■ EXERCISE GOAL: Begin with the line containing "of the forest" and copy each line exactly through the last line of the entries, inclusive.

(Excerpts of pointing data)
________________________

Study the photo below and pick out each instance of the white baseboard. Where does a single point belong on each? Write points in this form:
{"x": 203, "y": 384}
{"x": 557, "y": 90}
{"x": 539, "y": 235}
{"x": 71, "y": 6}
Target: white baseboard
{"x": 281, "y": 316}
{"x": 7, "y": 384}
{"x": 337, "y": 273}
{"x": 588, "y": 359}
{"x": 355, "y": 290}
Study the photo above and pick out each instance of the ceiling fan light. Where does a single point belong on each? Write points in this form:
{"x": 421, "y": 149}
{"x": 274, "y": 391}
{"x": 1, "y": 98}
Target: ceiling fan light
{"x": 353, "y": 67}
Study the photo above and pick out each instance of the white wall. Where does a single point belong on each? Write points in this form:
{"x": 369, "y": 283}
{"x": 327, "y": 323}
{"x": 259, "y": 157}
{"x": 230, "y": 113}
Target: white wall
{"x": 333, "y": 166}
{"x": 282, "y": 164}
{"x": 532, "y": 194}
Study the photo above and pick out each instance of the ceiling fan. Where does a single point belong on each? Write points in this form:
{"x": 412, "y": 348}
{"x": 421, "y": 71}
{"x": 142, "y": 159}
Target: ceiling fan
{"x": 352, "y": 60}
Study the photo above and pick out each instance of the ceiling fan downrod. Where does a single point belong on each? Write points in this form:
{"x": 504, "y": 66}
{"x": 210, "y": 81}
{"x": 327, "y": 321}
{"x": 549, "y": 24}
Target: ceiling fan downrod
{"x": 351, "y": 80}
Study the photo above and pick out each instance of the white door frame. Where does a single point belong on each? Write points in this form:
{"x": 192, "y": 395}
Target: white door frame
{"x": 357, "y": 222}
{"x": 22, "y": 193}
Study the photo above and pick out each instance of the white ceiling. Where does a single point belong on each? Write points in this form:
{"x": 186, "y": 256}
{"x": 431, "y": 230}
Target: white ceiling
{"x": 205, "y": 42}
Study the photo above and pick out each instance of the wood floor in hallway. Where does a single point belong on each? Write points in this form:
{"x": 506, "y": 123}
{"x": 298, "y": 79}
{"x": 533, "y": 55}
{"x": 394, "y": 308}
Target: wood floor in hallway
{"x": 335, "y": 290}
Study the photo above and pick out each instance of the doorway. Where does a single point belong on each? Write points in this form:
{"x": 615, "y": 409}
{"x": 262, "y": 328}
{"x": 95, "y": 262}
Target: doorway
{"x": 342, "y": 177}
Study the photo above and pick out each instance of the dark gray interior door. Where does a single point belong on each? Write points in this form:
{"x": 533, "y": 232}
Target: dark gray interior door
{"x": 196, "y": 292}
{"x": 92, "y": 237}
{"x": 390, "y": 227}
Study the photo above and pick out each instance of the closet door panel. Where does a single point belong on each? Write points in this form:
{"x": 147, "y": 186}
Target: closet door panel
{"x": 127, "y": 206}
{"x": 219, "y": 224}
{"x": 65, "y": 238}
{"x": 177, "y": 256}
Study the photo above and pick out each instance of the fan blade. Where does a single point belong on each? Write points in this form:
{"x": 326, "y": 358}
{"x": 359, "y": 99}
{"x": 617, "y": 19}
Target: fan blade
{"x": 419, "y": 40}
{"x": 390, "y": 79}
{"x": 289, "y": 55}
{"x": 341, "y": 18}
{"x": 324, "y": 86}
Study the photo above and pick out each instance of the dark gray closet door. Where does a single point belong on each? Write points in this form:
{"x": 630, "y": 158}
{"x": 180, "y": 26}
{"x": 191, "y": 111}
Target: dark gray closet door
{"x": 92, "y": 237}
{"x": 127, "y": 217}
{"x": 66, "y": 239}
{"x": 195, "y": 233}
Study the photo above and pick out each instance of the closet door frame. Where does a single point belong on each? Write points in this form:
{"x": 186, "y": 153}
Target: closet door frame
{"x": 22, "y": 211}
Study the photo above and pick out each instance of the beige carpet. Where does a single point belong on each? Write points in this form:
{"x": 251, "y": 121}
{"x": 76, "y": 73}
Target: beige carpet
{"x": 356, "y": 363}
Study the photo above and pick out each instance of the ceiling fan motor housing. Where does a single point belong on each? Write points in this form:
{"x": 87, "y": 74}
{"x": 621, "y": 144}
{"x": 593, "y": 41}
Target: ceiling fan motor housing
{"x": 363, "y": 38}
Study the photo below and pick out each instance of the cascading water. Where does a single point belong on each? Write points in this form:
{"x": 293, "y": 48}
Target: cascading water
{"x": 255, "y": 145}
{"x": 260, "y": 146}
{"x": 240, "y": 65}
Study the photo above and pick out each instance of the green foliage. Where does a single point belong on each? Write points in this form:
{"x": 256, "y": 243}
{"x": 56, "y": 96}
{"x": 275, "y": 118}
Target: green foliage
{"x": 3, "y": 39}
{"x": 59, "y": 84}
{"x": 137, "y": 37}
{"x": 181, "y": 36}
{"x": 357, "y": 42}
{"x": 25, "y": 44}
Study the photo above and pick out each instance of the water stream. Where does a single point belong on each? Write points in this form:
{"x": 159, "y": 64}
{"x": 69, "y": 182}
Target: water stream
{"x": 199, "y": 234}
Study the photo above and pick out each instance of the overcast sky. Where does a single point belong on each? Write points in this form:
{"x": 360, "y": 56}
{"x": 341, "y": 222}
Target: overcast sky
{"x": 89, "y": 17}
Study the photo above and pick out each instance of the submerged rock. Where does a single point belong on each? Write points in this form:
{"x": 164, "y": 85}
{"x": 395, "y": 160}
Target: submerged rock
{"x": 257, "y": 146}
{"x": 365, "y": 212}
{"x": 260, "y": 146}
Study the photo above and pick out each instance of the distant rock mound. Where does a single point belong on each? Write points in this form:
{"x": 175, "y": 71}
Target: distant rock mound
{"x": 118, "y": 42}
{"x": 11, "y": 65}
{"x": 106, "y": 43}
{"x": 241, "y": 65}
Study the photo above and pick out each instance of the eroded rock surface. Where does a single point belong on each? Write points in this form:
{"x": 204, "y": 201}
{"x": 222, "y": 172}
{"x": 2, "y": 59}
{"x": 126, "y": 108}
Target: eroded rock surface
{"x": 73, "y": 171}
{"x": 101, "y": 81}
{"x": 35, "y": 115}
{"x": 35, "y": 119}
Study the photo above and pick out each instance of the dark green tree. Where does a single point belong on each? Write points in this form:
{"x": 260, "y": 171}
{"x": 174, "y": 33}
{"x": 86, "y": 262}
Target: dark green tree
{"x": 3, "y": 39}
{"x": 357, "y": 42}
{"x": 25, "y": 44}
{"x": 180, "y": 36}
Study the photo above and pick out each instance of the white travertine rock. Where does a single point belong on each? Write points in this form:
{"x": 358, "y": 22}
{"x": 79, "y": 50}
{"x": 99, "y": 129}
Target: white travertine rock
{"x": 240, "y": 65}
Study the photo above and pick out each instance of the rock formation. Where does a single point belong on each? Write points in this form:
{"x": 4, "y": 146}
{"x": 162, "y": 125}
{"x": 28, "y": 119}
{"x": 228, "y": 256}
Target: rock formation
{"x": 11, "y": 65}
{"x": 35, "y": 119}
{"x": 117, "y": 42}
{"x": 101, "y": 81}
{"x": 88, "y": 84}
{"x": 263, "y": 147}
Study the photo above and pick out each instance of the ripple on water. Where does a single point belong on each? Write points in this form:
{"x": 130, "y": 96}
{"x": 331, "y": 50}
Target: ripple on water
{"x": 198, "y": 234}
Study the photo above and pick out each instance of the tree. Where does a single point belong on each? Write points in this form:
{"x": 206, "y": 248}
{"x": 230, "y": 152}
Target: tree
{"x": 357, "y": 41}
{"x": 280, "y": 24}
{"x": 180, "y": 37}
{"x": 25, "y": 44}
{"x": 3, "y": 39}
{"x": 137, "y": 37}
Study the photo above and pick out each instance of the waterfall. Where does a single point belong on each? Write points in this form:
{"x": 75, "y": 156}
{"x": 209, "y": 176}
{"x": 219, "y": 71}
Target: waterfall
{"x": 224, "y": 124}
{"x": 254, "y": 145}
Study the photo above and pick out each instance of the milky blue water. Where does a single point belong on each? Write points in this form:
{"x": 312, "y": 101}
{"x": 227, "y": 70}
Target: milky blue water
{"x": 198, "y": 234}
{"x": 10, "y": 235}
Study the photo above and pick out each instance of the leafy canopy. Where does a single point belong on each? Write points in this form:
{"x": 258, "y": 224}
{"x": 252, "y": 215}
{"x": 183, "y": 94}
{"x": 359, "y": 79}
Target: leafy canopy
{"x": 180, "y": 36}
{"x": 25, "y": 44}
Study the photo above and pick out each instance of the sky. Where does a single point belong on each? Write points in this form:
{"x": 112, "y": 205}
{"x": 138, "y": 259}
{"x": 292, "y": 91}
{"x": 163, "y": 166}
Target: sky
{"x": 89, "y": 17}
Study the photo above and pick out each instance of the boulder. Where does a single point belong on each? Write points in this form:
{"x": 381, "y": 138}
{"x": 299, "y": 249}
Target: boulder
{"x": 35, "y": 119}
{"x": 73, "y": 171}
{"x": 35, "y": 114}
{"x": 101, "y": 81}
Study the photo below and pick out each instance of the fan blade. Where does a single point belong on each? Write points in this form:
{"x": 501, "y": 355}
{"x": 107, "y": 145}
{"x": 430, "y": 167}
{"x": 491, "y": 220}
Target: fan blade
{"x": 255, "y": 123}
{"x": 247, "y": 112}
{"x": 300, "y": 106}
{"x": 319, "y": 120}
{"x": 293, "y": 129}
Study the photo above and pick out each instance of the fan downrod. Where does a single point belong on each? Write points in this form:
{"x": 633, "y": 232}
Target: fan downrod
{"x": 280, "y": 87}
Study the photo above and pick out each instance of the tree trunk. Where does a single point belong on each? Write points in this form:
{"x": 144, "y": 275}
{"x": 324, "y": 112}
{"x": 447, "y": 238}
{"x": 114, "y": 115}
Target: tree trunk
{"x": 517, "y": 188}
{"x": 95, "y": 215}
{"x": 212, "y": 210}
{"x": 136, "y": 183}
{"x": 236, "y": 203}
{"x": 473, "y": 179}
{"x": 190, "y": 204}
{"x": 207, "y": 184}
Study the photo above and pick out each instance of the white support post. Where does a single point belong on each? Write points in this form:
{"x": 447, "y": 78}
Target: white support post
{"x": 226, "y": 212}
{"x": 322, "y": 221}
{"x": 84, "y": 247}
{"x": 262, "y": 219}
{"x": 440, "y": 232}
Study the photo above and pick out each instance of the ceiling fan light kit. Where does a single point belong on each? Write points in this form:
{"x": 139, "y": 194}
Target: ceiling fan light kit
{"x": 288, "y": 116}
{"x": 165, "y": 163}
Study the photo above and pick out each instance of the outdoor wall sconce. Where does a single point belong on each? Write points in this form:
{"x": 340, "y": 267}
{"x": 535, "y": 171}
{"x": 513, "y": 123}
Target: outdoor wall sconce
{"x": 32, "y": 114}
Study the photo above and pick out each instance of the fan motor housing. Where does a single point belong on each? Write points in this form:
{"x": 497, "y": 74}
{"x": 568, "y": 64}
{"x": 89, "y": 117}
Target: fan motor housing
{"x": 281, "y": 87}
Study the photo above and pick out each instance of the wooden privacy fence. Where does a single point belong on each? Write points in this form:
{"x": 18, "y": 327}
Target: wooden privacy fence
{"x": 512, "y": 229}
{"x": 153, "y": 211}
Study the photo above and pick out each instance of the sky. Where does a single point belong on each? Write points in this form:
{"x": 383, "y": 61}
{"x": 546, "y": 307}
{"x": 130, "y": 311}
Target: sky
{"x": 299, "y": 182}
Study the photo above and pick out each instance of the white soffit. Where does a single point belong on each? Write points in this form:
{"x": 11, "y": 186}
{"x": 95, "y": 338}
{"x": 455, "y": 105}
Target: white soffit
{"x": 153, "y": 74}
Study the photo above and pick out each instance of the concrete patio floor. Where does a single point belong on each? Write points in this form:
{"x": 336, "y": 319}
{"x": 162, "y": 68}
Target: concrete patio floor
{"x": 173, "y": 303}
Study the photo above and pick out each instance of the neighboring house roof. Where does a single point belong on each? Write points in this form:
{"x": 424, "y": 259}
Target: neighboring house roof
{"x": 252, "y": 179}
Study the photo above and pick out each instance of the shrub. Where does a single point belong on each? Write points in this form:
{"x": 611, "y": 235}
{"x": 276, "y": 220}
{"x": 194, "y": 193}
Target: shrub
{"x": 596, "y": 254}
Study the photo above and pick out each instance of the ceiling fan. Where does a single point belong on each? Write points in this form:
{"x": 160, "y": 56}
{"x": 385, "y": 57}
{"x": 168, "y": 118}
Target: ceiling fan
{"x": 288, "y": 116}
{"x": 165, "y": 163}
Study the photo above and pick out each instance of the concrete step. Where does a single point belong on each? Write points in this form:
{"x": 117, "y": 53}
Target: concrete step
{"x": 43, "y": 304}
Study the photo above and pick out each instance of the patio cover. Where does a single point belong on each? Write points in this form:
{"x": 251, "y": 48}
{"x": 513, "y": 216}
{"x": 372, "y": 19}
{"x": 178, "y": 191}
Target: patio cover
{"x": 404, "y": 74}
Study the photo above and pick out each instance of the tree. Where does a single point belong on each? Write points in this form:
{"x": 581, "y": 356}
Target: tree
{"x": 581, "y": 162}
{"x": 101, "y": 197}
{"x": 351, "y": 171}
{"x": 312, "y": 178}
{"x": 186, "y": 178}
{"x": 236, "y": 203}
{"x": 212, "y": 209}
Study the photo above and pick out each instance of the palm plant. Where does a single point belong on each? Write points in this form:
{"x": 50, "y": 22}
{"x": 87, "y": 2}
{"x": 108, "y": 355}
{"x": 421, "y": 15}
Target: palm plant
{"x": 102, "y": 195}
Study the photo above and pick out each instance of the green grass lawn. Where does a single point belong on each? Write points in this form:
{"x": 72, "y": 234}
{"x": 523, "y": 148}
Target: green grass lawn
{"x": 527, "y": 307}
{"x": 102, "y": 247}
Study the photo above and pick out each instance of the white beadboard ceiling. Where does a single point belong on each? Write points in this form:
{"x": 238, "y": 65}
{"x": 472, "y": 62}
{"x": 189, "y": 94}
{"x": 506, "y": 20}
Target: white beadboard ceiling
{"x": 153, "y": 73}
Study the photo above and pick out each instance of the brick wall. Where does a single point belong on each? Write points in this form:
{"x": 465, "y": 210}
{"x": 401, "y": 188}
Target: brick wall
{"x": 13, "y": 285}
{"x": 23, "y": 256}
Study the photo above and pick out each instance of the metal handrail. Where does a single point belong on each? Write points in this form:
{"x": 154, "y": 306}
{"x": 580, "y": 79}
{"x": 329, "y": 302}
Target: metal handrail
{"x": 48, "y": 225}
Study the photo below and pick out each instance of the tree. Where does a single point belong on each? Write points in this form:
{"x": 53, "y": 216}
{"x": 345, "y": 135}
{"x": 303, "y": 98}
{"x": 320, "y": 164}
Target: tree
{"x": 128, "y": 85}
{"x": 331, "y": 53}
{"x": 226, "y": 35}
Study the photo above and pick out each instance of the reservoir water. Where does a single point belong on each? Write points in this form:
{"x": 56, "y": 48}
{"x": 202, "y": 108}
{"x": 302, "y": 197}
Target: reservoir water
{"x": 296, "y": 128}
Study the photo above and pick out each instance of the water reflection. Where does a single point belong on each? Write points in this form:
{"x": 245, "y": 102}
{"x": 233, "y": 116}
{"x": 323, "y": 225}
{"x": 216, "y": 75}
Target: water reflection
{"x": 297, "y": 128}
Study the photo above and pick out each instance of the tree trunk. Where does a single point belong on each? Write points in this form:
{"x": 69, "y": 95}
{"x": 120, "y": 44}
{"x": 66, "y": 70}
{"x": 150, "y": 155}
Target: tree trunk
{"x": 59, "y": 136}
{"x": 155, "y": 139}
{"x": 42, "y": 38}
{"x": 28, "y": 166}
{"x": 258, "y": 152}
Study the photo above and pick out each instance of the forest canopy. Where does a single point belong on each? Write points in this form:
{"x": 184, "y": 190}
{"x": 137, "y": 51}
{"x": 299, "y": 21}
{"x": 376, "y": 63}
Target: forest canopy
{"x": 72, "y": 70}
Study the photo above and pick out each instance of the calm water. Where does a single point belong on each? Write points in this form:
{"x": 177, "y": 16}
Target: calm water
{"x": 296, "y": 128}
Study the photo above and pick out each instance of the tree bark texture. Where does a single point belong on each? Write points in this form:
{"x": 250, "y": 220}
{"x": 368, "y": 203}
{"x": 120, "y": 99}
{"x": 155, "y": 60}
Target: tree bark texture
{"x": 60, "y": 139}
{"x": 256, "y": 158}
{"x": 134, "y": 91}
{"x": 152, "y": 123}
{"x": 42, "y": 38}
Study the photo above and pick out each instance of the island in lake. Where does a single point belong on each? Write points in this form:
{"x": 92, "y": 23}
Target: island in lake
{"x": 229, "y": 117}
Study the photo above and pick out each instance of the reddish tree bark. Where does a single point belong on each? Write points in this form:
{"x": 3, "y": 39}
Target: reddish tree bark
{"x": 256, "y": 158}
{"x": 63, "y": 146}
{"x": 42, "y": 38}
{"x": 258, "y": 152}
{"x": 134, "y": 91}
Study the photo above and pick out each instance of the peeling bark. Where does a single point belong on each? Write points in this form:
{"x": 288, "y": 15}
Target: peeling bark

________________________

■ ANSWER:
Study the photo above and pick out each instance of the forest canopy. Where does a single point belong on each? Write points in this form:
{"x": 184, "y": 190}
{"x": 137, "y": 51}
{"x": 299, "y": 21}
{"x": 376, "y": 63}
Target: forest canopy
{"x": 72, "y": 70}
Study the photo above and pick out each instance of the calm water. Where does a single point belong on each? Write points in this form:
{"x": 177, "y": 16}
Target: calm water
{"x": 296, "y": 128}
Study the photo above and pick out each instance of the tree bark texture. Where does a single point belong on each? Write points in this form:
{"x": 250, "y": 220}
{"x": 368, "y": 203}
{"x": 120, "y": 99}
{"x": 155, "y": 60}
Target: tree bark texture
{"x": 60, "y": 139}
{"x": 256, "y": 158}
{"x": 134, "y": 91}
{"x": 152, "y": 123}
{"x": 42, "y": 38}
Study the photo above and pick out each instance of the island in lake. Where does a single point belong on each? Write points in this form:
{"x": 92, "y": 23}
Target: island in lake
{"x": 229, "y": 117}
Study the photo above and pick out each instance of the reddish tree bark. Where does a single point belong on each? Write points in this form:
{"x": 3, "y": 39}
Target: reddish tree bark
{"x": 256, "y": 158}
{"x": 63, "y": 146}
{"x": 42, "y": 38}
{"x": 258, "y": 152}
{"x": 134, "y": 91}
Study the photo above and pick out each instance of the peeling bark. Where does a single point belong on each? Write points in this form:
{"x": 288, "y": 15}
Target: peeling bark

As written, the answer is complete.